● **What is asked**:
Render the lines of all the entries below as a Markdown table with two columns, Row and Line, where Row numbers each line in order. Skip blank lines and leave the pictures out.

※

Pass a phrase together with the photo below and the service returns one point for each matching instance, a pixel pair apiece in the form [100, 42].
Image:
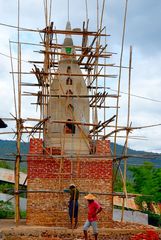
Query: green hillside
[8, 150]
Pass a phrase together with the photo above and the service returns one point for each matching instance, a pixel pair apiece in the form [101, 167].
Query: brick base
[50, 176]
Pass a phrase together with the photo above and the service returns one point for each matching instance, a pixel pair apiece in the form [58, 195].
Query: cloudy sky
[143, 33]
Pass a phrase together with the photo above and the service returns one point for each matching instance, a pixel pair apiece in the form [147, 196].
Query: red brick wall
[90, 175]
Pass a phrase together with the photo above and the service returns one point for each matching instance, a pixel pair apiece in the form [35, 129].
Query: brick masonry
[48, 176]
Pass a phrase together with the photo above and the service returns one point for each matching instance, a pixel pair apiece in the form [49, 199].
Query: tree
[147, 181]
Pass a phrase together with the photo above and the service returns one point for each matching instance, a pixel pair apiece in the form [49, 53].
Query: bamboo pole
[127, 134]
[18, 125]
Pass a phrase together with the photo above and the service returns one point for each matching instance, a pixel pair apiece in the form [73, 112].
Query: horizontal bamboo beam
[71, 96]
[71, 74]
[74, 122]
[98, 55]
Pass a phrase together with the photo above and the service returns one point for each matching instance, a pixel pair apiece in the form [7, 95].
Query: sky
[143, 33]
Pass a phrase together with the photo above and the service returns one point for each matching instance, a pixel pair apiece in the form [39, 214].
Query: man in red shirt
[93, 209]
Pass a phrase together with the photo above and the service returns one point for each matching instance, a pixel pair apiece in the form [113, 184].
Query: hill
[8, 150]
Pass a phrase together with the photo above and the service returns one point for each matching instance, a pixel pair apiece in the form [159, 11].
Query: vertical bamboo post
[18, 123]
[127, 133]
[119, 80]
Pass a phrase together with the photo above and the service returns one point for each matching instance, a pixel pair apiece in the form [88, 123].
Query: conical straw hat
[90, 197]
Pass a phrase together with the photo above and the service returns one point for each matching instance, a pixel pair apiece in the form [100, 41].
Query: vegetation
[147, 181]
[6, 210]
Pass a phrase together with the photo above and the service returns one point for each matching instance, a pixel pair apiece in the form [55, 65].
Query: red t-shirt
[92, 208]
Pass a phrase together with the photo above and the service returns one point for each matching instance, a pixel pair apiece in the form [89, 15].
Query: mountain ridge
[8, 149]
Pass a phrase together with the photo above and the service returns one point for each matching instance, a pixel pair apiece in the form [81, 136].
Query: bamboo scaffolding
[127, 134]
[72, 74]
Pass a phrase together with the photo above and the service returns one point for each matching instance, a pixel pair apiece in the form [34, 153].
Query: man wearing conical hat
[93, 209]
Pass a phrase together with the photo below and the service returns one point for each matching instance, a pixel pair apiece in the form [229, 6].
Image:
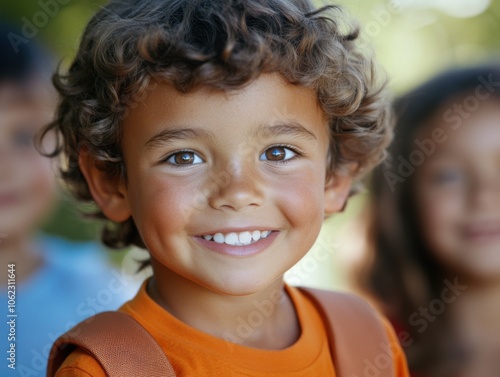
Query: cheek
[440, 217]
[159, 205]
[301, 198]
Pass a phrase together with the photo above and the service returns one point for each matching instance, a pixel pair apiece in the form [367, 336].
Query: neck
[264, 319]
[20, 250]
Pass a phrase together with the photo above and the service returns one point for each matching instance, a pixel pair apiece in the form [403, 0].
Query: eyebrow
[292, 129]
[165, 136]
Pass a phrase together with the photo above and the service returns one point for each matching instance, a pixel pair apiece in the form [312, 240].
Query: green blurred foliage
[412, 44]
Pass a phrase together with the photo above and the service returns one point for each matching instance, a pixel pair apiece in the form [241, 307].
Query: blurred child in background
[57, 283]
[436, 225]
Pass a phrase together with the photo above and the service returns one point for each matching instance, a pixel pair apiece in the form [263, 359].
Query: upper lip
[237, 230]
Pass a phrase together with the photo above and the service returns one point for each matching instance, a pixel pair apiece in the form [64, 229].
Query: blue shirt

※

● **Exercise answer**:
| Row | Line |
|---|---|
| 1 | Pass a phrase together with the photo below and the service returns one point for each matching instance, a pixel pair apiece in the form [100, 42]. |
| 2 | Image: |
| 3 | Query: green hillside |
| 4 | [8, 150] |
| 5 | Pass a phrase together with the photo above and the service returns one point for each matching instance, a pixel pair apiece in the form [101, 167]. |
| 6 | Query: brick base |
| 7 | [50, 176] |
| 8 | Pass a phrase together with the photo above and the service returns one point for each matching instance, a pixel pair apiece in the form [58, 195]. |
| 9 | Query: cloudy sky |
| 10 | [143, 33] |
| 11 | Pass a phrase together with the photo above and the service returns one point for each matching instance, a pixel pair apiece in the form [147, 196]. |
| 12 | Query: red brick wall |
| 13 | [90, 175] |
| 14 | Pass a phrase together with the photo above and the service returns one point for each matching instance, a pixel pair apiece in the form [35, 129]. |
| 15 | Query: brick masonry |
| 16 | [48, 176] |
| 17 | Pass a phrase together with the photo above and the service returns one point for each matching instance, a pixel pair apiece in the form [49, 199]. |
| 18 | Query: tree |
| 19 | [147, 181] |
| 20 | Pass a phrase together with the photo above and the service returns one point for each matching instance, a pixel pair apiece in the form [49, 53]. |
| 21 | Query: bamboo pole |
| 22 | [127, 134] |
| 23 | [18, 125] |
| 24 | Pass a phrase together with the photo above and the service returns one point for each matching instance, a pixel pair apiece in the form [73, 112]. |
| 25 | Query: horizontal bamboo beam |
| 26 | [71, 96] |
| 27 | [71, 74] |
| 28 | [74, 122] |
| 29 | [98, 55] |
| 30 | Pass a phrase together with the photo above and the service returns one point for each matching instance, a pixel pair apiece in the form [7, 95]. |
| 31 | Query: sky |
| 32 | [143, 33] |
| 33 | Pass a phrase together with the photo above and the service returns one point for each matching instance, a pixel pair apiece in the form [39, 214]. |
| 34 | Query: man in red shirt |
| 35 | [93, 209] |
| 36 | Pass a phrase together with the photo above and the service returns one point for each matching instance, a pixel pair apiece in the form [113, 184]. |
| 37 | Query: hill |
| 38 | [8, 150] |
| 39 | Pass a phrase together with the photo above and the service returns one point for each matching instance, a pixel pair apiece in the form [159, 11]. |
| 40 | Query: vertical bamboo post |
| 41 | [18, 123] |
| 42 | [127, 133] |
| 43 | [119, 80] |
| 44 | Pass a phrase together with the photo above and the service returns one point for each matching instance, a pixel pair apiece in the form [88, 123]. |
| 45 | Query: conical straw hat |
| 46 | [90, 197] |
| 47 | Pass a phrase together with the photo above and the service returns one point for each matching instance, a pixel pair apiece in the form [100, 41]. |
| 48 | Query: vegetation |
| 49 | [147, 181] |
| 50 | [6, 210] |
| 51 | Pass a phrase together with the photo above and the service returns one point for each matching instance, a pixel pair apiece in the form [55, 65]. |
| 52 | Query: red t-shirt |
| 53 | [92, 208] |
| 54 | Pass a phrase together with the photo above and the service returns one point for each matching instance, a pixel pair apiece in the form [89, 15]. |
| 55 | Query: mountain ridge |
| 56 | [8, 149] |
| 57 | Pass a phrase together with the photo above and the service returns one point for each matching instance, a pixel pair apiece in the form [81, 136]. |
| 58 | Query: bamboo scaffolding |
| 59 | [127, 134] |
| 60 | [72, 74] |
| 61 | Pass a phrase together with the photo above and the service returns one point for each matching instance, a pixel pair apiece in the form [34, 153]. |
| 62 | Query: man wearing conical hat |
| 63 | [93, 209] |
| 64 | Pass a phrase together with the photo below and the service returns one point for each matching instance, a pixel pair apiece in the form [229, 6]. |
| 65 | Image: |
| 66 | Query: cheek |
| 67 | [440, 217] |
| 68 | [159, 205] |
| 69 | [301, 198] |
| 70 | Pass a phrase together with the photo above and the service returns one point for each matching instance, a pixel pair apiece in the form [367, 336]. |
| 71 | Query: neck |
| 72 | [264, 319] |
| 73 | [20, 250] |
| 74 | Pass a phrase together with the photo above and the service returns one point for each matching instance, a pixel pair apiece in the form [403, 0]. |
| 75 | Query: eyebrow |
| 76 | [292, 129] |
| 77 | [165, 136] |
| 78 | Pass a phrase together with the photo above and the service returns one point for each matching instance, a pixel pair apiece in the form [312, 240]. |
| 79 | Query: green blurred foliage |
| 80 | [412, 44] |
| 81 | Pass a phrase together with the photo above and the service returns one point for each matching instance, a pixel pair apiece in the form [241, 307]. |
| 82 | Query: blurred child in background |
| 83 | [57, 283] |
| 84 | [436, 225] |
| 85 | Pass a phrase together with the photo above and the service returns one point for each matching instance, a pixel pair apiece in the form [263, 359]. |
| 86 | Query: upper lip |
| 87 | [237, 230] |
| 88 | Pass a phrase together with the photo above and the service returns one point for each matching instance, a pixel pair apiece in the form [64, 229]. |
| 89 | Query: blue shirt |